Problems -
**1.** In the forum thread on freeing disk space, how much space can removing /usr/ports free during an upgrade?
**2.** List each distinct command that the forum thread on freeing disk space shows in code formatting.

Text block -
..........

While upgrading /usr/ports can be removed for freeing up about 1GB space.

You might want to know where the disk space has been consumed. Try `du -hd1 /usr` for a first look, and then explore the directories which look big `du -hd1 /usr/bigsize | grep M`.
You also might want to review if some of the installed ports can be deleted. `pkg info -sa | grep MiB` shows the big ones.
Searching for removable files might be considered too, i.e `find /usr -name "*\.core"`


----------



## wblock@ (Jan 24, 2015)

Please do not ever do unqualified -rf with rm(1).  Always, always, always give a path: `rm -rf /usr/obj`.


----------



## getopt (Jan 24, 2015)

wblock@ said:


> Please do not ever do unqualified -rf with rm(1).  Always, always, always give a path: `rm -rf /usr/obj`.



Hi wblock@,
good idea, I agree. 

Unfortunately the handbook still does it the old insane way in chapter *Procedure 24.2. Overview of Build World Process*. So always, always, always take care about the handbook


----------



## gkontos (Jan 24, 2015)

Before you type `rm -rf *` make sure you know where you are by using `pwd`. You need to nuke your /  first before you get into that habit.

..........

Recorded data -
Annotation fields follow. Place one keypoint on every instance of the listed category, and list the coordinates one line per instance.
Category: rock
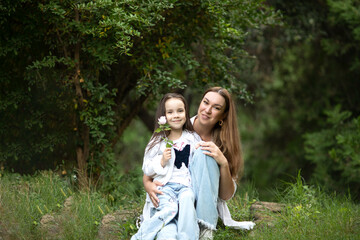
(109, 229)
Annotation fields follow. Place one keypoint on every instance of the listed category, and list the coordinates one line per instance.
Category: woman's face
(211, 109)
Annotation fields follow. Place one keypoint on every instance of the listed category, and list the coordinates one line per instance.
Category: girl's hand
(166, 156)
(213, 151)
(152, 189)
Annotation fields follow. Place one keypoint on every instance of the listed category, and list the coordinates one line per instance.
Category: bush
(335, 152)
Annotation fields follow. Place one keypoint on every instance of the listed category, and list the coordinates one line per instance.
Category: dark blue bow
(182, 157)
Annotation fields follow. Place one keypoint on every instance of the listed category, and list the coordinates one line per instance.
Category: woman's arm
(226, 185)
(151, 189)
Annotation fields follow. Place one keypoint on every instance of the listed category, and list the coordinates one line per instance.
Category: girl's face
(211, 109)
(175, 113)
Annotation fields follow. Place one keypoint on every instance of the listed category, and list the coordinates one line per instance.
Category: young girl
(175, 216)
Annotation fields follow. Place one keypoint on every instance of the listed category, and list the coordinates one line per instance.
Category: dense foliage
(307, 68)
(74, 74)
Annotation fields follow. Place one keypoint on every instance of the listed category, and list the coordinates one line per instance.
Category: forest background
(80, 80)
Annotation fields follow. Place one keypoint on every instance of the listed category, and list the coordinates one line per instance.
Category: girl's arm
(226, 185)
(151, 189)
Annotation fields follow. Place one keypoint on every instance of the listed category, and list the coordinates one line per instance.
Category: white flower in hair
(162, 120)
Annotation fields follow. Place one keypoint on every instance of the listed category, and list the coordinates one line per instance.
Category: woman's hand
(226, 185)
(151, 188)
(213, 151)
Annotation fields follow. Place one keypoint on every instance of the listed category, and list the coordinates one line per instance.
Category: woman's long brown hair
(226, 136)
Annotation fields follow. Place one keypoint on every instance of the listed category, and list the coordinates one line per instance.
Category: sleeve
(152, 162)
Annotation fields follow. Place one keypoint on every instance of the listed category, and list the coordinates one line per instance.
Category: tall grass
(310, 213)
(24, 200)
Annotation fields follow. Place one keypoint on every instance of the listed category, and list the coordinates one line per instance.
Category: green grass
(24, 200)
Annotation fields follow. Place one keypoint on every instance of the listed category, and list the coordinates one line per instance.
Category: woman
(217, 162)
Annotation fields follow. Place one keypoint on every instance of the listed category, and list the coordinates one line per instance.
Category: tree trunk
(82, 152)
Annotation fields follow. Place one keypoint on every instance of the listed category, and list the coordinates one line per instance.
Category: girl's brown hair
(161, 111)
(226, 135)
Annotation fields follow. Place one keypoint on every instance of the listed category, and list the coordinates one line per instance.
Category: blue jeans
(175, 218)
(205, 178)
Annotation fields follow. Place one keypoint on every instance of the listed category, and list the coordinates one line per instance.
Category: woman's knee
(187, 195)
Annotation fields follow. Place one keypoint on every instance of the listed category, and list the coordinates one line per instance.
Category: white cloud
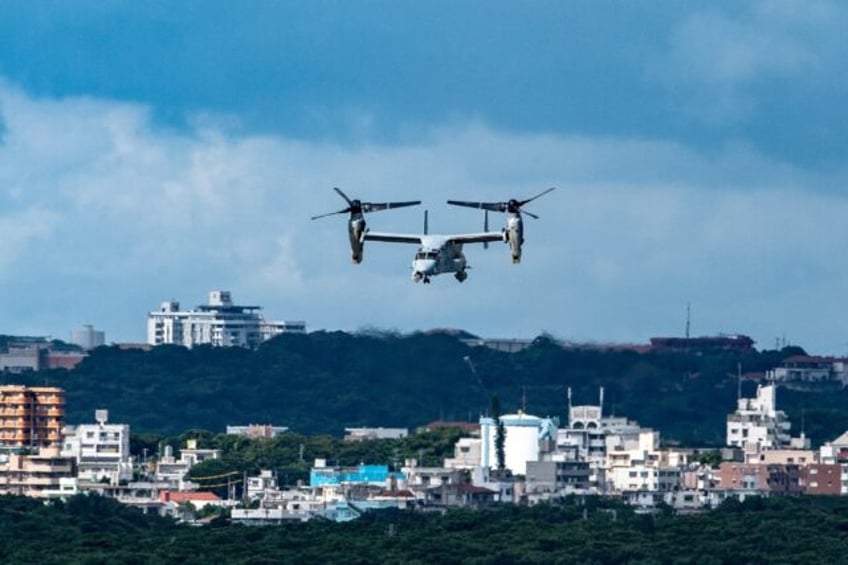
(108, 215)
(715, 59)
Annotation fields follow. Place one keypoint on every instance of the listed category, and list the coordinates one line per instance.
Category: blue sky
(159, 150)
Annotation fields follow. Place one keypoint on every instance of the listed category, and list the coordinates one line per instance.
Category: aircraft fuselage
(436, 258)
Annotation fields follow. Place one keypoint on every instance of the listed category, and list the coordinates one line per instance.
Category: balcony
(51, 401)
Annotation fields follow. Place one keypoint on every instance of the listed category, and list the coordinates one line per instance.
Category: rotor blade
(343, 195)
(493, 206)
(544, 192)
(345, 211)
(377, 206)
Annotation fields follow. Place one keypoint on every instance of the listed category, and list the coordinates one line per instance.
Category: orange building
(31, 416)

..........

Answers -
**1.** About 1GB.

**2.**
- `du -hd1 /usr`
- `du -hd1 /usr/bigsize | grep M`
- `pkg info -sa | grep MiB`
- `find /usr -name "*\.core"`
- `rm -rf /usr/obj`
- `rm -rf *`
- `pwd`